What is needed here is an exact copy of every entry.

# Start of The input

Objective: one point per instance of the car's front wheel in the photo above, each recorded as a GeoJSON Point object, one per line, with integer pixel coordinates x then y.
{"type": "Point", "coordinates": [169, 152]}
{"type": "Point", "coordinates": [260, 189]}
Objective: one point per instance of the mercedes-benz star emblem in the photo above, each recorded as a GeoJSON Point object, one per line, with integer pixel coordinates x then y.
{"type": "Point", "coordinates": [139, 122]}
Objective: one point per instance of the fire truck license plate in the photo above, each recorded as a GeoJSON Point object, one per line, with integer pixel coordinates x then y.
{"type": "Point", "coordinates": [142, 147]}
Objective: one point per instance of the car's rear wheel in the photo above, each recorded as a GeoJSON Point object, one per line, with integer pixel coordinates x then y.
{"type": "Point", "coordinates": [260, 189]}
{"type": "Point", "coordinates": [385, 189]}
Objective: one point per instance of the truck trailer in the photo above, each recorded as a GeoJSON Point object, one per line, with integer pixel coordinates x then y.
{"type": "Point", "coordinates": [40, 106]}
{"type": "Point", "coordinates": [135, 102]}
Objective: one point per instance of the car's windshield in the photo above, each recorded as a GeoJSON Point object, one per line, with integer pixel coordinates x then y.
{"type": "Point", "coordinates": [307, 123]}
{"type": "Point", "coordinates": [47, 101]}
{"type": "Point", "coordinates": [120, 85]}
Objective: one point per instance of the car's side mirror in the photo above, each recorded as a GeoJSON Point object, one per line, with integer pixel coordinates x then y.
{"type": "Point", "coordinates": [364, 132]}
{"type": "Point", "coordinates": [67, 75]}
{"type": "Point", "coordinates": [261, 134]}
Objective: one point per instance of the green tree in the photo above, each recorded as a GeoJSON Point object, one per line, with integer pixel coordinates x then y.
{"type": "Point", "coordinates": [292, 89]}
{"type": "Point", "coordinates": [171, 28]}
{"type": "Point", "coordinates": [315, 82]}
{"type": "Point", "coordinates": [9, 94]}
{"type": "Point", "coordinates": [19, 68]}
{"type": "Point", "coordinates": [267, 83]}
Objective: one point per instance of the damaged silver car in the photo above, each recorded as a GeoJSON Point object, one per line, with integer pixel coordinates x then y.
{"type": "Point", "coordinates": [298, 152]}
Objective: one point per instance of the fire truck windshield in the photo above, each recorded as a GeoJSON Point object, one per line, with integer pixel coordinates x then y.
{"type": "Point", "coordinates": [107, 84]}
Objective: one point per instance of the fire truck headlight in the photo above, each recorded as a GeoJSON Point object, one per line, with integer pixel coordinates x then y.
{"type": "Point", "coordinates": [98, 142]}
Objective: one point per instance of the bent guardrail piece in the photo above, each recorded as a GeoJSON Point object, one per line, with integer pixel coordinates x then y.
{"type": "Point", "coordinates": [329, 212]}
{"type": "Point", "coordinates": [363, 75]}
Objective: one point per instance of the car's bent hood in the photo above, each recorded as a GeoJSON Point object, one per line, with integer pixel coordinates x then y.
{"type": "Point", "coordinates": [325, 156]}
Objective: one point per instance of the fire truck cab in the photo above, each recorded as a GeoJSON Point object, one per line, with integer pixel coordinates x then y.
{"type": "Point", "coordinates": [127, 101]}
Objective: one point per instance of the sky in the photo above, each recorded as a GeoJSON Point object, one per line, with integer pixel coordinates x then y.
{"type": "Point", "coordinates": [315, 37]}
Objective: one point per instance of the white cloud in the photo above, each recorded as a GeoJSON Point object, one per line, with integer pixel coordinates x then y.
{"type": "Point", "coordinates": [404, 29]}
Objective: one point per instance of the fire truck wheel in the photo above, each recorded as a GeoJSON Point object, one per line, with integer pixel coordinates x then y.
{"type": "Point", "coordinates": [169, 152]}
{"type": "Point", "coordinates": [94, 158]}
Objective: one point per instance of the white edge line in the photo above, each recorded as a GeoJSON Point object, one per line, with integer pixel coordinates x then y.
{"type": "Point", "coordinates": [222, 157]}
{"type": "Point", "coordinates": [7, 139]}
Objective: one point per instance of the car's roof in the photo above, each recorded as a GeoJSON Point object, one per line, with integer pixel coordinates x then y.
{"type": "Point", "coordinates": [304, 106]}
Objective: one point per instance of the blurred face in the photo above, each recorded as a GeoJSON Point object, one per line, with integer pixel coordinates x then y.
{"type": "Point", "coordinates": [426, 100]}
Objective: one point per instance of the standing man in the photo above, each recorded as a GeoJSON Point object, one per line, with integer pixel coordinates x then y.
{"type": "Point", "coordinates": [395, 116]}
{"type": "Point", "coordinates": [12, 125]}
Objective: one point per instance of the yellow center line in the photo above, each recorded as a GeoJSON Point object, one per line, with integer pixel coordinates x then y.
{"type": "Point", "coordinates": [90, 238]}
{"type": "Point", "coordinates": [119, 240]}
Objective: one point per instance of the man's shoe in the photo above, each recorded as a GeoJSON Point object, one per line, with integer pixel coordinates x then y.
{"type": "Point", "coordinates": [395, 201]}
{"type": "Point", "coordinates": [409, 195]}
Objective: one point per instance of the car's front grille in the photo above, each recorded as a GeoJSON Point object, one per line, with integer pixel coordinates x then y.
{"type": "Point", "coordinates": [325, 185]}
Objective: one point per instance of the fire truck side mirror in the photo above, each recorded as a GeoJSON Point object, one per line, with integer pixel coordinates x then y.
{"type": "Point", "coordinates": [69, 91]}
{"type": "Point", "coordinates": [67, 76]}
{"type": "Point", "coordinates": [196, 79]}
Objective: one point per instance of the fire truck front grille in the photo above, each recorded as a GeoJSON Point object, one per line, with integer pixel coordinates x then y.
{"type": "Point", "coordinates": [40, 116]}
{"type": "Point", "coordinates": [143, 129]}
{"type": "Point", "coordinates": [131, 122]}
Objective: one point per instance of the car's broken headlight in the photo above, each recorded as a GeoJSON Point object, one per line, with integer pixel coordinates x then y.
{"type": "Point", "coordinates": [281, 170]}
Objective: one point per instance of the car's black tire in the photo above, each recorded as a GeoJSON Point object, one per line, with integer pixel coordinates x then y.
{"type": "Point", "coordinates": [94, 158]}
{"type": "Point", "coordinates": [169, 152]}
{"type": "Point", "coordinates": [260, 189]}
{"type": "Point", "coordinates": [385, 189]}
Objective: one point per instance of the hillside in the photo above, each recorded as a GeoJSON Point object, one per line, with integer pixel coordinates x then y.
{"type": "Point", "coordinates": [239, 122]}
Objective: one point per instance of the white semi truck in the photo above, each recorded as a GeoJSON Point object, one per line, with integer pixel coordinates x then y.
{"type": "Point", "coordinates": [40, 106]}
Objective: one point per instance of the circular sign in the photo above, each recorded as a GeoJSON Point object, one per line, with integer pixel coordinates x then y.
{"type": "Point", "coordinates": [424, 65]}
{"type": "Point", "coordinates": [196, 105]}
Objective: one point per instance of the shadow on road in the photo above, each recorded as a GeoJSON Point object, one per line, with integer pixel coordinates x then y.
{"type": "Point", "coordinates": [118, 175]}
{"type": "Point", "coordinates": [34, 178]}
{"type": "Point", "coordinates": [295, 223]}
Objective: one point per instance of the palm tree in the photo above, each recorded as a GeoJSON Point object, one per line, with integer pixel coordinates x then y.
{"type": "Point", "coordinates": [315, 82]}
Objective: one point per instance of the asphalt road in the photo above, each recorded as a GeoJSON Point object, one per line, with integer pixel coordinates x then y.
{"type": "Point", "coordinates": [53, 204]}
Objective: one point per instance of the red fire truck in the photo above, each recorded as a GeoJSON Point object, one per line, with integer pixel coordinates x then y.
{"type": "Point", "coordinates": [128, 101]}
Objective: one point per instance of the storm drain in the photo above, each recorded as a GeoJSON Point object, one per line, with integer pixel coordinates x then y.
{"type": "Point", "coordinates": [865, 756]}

# End of The input

- Solved problem:
Objective: one point per instance of the car's front wheel in the photo above, each recorded as a GeoJSON Point object, one per line, with integer pixel coordinates x then y.
{"type": "Point", "coordinates": [169, 152]}
{"type": "Point", "coordinates": [260, 189]}
Objective: one point per instance of the mercedes-benz star emblem in the photo above, each recorded as a GeoJSON Point object, one per line, with integer pixel coordinates x then y.
{"type": "Point", "coordinates": [139, 122]}
Objective: one point per instance of the fire truck license plate in the photo above, each recorded as a GeoJSON Point object, one per line, with integer pixel coordinates x then y.
{"type": "Point", "coordinates": [142, 147]}
Objective: one point per instance of the car's rear wheel in the photo above, each recorded as a GeoJSON Point object, one per line, with integer pixel coordinates x then y.
{"type": "Point", "coordinates": [260, 189]}
{"type": "Point", "coordinates": [385, 189]}
Objective: one point per instance of the truck trailer in the photo above, each recorded as a GeoJSON Point object, one per line, with integer pixel coordinates x then y.
{"type": "Point", "coordinates": [40, 106]}
{"type": "Point", "coordinates": [135, 102]}
Objective: one point per instance of the car's windshield in the photo above, each recorded as a GeoJSON Point object, one per line, with integer pixel coordinates x then y.
{"type": "Point", "coordinates": [307, 123]}
{"type": "Point", "coordinates": [47, 101]}
{"type": "Point", "coordinates": [120, 85]}
Objective: one point per instance of the car's side mirror in the photo above, each recorded as a GeoJSON Point object, one per line, with integer pixel coordinates x then y.
{"type": "Point", "coordinates": [364, 132]}
{"type": "Point", "coordinates": [67, 75]}
{"type": "Point", "coordinates": [261, 134]}
Objective: one point per instance of the green tree in the photo above, each recorded as a GeoJSON Point object, one per line, with integer pixel coordinates x then y.
{"type": "Point", "coordinates": [292, 89]}
{"type": "Point", "coordinates": [171, 28]}
{"type": "Point", "coordinates": [315, 82]}
{"type": "Point", "coordinates": [9, 94]}
{"type": "Point", "coordinates": [19, 68]}
{"type": "Point", "coordinates": [267, 83]}
Objective: one point per instance of the damaged silver car in the photo above, each recorded as a GeoJSON Point object, one per line, with integer pixel coordinates x then y.
{"type": "Point", "coordinates": [298, 152]}
Objective: one point per instance of the fire truck windshield in the photo above, each recorded as a GeoJSON Point object, one per line, with integer pixel coordinates x then y.
{"type": "Point", "coordinates": [107, 84]}
Objective: one point per instance of the fire truck headlight in the photo above, each recorded as a GeoJSON Point object, one per line, with integer pixel coordinates x then y.
{"type": "Point", "coordinates": [98, 142]}
Objective: one point per instance of the bent guardrail piece in the photo above, each recorded as a GeoJSON Point object, one per line, with integer pixel coordinates x then y.
{"type": "Point", "coordinates": [329, 212]}
{"type": "Point", "coordinates": [363, 75]}
Objective: one point per instance of the car's bent hood in the photo above, each recorded as a GeoJSON Point object, one per line, with integer pixel coordinates x then y.
{"type": "Point", "coordinates": [325, 156]}
Objective: one point per instance of the fire truck cab in the photo above, each recorded as a GeoJSON Point object, one per line, with integer pixel coordinates x then y.
{"type": "Point", "coordinates": [127, 101]}
Objective: one point per instance of the sky in the photo above, each recorded as a GeoJSON Point object, one per line, with integer pixel coordinates x then y.
{"type": "Point", "coordinates": [315, 37]}
Objective: one point per instance of the white cloud in the photo above, each recorded as a GeoJSON Point object, one per line, with integer pixel coordinates x then y.
{"type": "Point", "coordinates": [404, 29]}
Objective: one point per instance of the fire truck wheel in the photo above, each recorded as a GeoJSON Point object, one per line, with integer pixel coordinates x then y.
{"type": "Point", "coordinates": [169, 152]}
{"type": "Point", "coordinates": [94, 158]}
Objective: one point per instance of the white edge line in the photo above, each recorded as a GeoJSON Point object, one per line, with integer pixel coordinates x then y.
{"type": "Point", "coordinates": [222, 157]}
{"type": "Point", "coordinates": [7, 139]}
Objective: one point per instance of the car's roof in the photo above, each recorded as a GeoJSON Point object, one per line, with integer pixel coordinates x then y.
{"type": "Point", "coordinates": [304, 106]}
Objective: one point per instance of the blurred face in the photo above, each recorded as a GeoJSON Point object, one per line, with integer pixel coordinates x then y.
{"type": "Point", "coordinates": [426, 100]}
Objective: one point per instance of the standing man in the photo above, each recorded as a GeoJSON Point object, one per line, with integer pixel coordinates x then y.
{"type": "Point", "coordinates": [395, 116]}
{"type": "Point", "coordinates": [12, 125]}
Objective: one point per instance of the yellow center line in the photo above, each recorded as a GeoJSON Point object, one per line, with integer pixel coordinates x then y.
{"type": "Point", "coordinates": [90, 238]}
{"type": "Point", "coordinates": [119, 240]}
Objective: one point per instance of the man's shoe in the photo above, each recorded as a GeoJSON Point object, one per line, with integer pixel coordinates x then y.
{"type": "Point", "coordinates": [395, 201]}
{"type": "Point", "coordinates": [409, 195]}
Objective: one point per instance of the car's front grille in the photo above, each recorded as a GeoJSON Point object, one per line, with integer pixel coordinates x then y.
{"type": "Point", "coordinates": [325, 185]}
Objective: one point per instance of the fire truck side mirror in the photo above, each recorded as a GeoJSON Point object, one per line, with integer pixel coordinates x then y.
{"type": "Point", "coordinates": [69, 91]}
{"type": "Point", "coordinates": [67, 76]}
{"type": "Point", "coordinates": [196, 79]}
Objective: one point per instance of the fire truck front grille in the photo above, each recorded as a GeoJSON Point object, one per line, with integer pixel coordinates x then y.
{"type": "Point", "coordinates": [40, 116]}
{"type": "Point", "coordinates": [143, 129]}
{"type": "Point", "coordinates": [131, 122]}
Objective: one point per instance of the car's broken headlight in the photo above, each recorded as a GeoJSON Point object, one per line, with integer pixel coordinates x then y.
{"type": "Point", "coordinates": [281, 170]}
Objective: one point per instance of the car's black tire in the photo above, each recorded as a GeoJSON Point object, one per line, with integer pixel coordinates x then y.
{"type": "Point", "coordinates": [94, 158]}
{"type": "Point", "coordinates": [169, 152]}
{"type": "Point", "coordinates": [260, 189]}
{"type": "Point", "coordinates": [385, 189]}
Objective: one point per instance of the hillside in the photo above, each recorded as a GeoJSON Point object, one per line, with integer pixel coordinates x then y.
{"type": "Point", "coordinates": [239, 122]}
Objective: one point per instance of the white semi truck in the photo above, each recorded as a GeoJSON Point object, one per line, with integer pixel coordinates x then y.
{"type": "Point", "coordinates": [40, 106]}
Objective: one point per instance of the circular sign in the photo above, each recorded as a GeoJSON Point object, one per line, with integer pixel coordinates x then y.
{"type": "Point", "coordinates": [424, 65]}
{"type": "Point", "coordinates": [196, 105]}
Objective: one point per instance of the shadow on road in the photo above, each recorded as a GeoJSON Point object, one per line, with integer pixel coordinates x then y.
{"type": "Point", "coordinates": [118, 175]}
{"type": "Point", "coordinates": [34, 178]}
{"type": "Point", "coordinates": [295, 223]}
Objective: one point per instance of the palm tree in the photo above, each recorded as a GeoJSON Point object, one per line, with integer pixel coordinates x then y.
{"type": "Point", "coordinates": [315, 82]}
Objective: one point per instance of the asphalt road in the photo above, each recorded as a GeoJSON Point object, one per line, with integer pixel coordinates x then y.
{"type": "Point", "coordinates": [53, 204]}
Objective: one point per instance of the red fire truck in the photo above, each recorded as a GeoJSON Point object, one per line, with integer pixel coordinates x then y.
{"type": "Point", "coordinates": [128, 101]}
Objective: one point per instance of the storm drain in the photo above, each recorded as a GeoJSON Point object, one per line, with integer pixel coordinates x then y.
{"type": "Point", "coordinates": [865, 756]}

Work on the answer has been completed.